EXERCISES -
a. Please answer these questions from the birth story, one line each:
(i) At what time was the Cytotec started?
(ii) What was the back-up nurse's name?
(iii) At what time did the nurse call for the anesthesiologist?
b. Copy the birth story starting with "Getting a bit" and going on through "and b)  sleep.", substituting "melatonin" for "Ambien".

Born on Wednesday, February 11 at 3:55 AM, he surprised everyone on the labor and delivery floor by coming hours earlier than we anticipated.  Starting the Cytotec, a cervix ripening drug, at 9:00 PM, the nurse briefed the treatment plan that I would receive another dose every three hours until 6:00 AM when I'd have the option of an epidural before starting Pitocin at roughly 7:00 in the morning. Not having decided if I wanted an epidural this go around or not, HB and I nodded in acknowledgment of the schedule as we followed the nurse out into the hall way to begin our ritual of walking the baby out.  

Getting a bit too crampy and too tired to continue our laps by 11:30, we went back to our room where the nurse began to encourage me to take a dose of Ambien and Tylonal so I'd be able to sleep comfortably after receiving my next dose of Cytotec.  Decline both of these medications, the nurse administered the second dose of Cytotec and reported that I was slowly progressing and only 1 cm dilated before turning out the lights and leaving HB and I to a) stew about my lack of progress and b)  sleep.  

A little after 1:30 in the morning, the contractions changed and I couldn't sleep through their frequent and rising intensity.  Thwacking HB with my pillow to get him to wake up (did he take my Ambien?), he helped me to the bathroom and gradually began to look at me with consternation as I went from "me" to "cranky" (his words, not mine).  Attempting to breath my way through the pain, I finally asked HB to go ask the nurse for that dose of Tylonal she'd offered... finding that she was on break, the back-up nurse assigned to my room, Debbie, came in with the small pills and immediately asked if I wanted to consider that epidural. 

Feeling like a complete wimp for not having made it remotely close to 6:00 before giving in on the pain and accepting the drugs, HB translated my non-comprehensible grimace and whimper as an articulate "yes, please" and the nurse called for the anesthesiologist at 2:45.  Gathering supplies and bouncing back and forth from the hallway - before double checking my dilation - it was 3:30 by the time the back-up nurse began to register the look of concern on my face and  helplessness on HB's.

GIVEN ENTRIES -

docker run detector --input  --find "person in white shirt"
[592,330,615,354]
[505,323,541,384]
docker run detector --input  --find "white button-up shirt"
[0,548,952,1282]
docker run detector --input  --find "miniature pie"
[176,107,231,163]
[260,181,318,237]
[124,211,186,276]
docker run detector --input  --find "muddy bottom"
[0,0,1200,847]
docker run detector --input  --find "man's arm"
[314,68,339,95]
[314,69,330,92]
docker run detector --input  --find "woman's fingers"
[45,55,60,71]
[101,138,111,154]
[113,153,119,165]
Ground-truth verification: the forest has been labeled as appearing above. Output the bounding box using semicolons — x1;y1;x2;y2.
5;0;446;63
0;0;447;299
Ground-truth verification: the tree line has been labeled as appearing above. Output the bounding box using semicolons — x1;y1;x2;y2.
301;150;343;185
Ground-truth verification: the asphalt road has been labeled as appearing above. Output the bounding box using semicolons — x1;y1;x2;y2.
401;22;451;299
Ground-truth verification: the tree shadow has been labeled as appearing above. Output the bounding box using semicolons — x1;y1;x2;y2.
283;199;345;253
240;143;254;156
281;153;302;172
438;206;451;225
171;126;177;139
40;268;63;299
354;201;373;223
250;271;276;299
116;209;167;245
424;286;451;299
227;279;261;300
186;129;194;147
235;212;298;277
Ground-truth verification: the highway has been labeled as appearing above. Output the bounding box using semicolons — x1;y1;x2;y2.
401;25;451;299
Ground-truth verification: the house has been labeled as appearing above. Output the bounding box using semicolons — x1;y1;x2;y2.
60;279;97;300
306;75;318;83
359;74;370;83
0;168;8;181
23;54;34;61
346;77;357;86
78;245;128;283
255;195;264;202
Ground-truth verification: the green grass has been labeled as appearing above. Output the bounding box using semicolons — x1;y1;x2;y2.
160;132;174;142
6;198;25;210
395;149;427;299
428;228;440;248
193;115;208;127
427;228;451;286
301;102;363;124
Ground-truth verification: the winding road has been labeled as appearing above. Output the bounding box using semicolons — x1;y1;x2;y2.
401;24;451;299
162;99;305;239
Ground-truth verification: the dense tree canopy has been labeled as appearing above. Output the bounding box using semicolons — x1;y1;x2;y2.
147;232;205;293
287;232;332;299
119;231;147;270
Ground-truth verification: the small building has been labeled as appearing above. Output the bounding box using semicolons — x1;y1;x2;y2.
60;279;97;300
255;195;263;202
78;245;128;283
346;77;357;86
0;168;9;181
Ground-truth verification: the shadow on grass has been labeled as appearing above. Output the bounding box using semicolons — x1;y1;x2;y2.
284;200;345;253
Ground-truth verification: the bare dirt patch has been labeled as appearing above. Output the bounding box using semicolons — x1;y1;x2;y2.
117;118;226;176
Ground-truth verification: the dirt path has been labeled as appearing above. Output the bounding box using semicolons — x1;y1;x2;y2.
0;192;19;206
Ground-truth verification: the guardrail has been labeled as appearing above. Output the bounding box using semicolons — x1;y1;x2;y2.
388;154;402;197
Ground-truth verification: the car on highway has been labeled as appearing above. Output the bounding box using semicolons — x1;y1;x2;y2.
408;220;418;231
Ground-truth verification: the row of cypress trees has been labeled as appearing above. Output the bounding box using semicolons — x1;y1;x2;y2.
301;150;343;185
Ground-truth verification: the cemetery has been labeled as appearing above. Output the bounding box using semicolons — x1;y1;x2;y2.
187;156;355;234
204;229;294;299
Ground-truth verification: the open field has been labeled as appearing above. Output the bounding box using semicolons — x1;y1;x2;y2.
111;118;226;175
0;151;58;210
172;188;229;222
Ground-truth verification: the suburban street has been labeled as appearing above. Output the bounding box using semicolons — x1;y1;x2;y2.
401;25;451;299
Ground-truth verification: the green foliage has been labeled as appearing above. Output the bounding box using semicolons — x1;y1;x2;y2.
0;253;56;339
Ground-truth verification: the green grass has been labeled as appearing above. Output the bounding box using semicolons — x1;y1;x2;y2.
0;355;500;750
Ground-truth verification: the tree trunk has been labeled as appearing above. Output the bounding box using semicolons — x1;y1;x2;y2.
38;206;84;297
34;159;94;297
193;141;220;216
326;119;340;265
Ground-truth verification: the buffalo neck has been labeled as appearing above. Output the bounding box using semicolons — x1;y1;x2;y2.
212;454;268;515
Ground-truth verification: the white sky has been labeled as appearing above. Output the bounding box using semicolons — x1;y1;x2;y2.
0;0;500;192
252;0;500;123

TASK-BY-TASK RESULTS -
a.
(i) 9:00 PM
(ii) Debbie
(iii) 2:45

b.
Getting a bit too crampy and too tired to continue our laps by 11:30, we went back to our room where the nurse began to encourage me to take a dose of melatonin and Tylonal so I'd be able to sleep comfortably after receiving my next dose of Cytotec.  Decline both of these medications, the nurse administered the second dose of Cytotec and reported that I was slowly progressing and only 1 cm dilated before turning out the lights and leaving HB and I to a) stew about my lack of progress and b)  sleep.